At this specific point in time, here in the Willamette valley, there is no more important group of plants than the willows. Here’s why:
Beaver + willows + sad, warm little ditches = 1000 X more water + fish + better water quality
It really is that simple. We will never achieve our water quality and quantity goals until we bother to do this bit of math and then apply it. In the Willamette Valley, we spend hundreds of millions of dollars every single year trying to improve the quality of the comparatively tiny trickle of water that remains on the landscape. There is only a tiny trickle left because from the late 1800’s all the way through the 1970’s we trapped out the beaver, dug ditches, and buried tiles throughout the Willamette Valley to dry up wetlands in order to grow upland crops on them. This means that, instead of being detained on the landscape, much of the water that falls as rain and snow is now conducted to the Pacific Ocean as fast as possible all winter and spring. By the time weather gets warm and dry in May and June, almost all of the surface water that used to be spread across the landscape in beaver marshes and swamps is long gone, and the streams and rivers these marshes sustained through the summer months now instead dry down to trickles.

- _Request_
Answer these questions using the willow passage:
1. Which group of plants does the passage call the most important in the Willamette Valley at present?
2. How much money is spent in the Willamette Valley each year to improve water quality?
3. Over what span of years were the beaver trapped out and the ditches dug?
Rely solely on the text above for all responses.

- _Data section_
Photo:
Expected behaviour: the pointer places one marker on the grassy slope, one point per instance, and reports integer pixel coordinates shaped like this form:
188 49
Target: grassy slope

- _Final answer_
1. The willows.
2. Hundreds of millions of dollars every year.
3. From the late 1800’s through the 1970’s.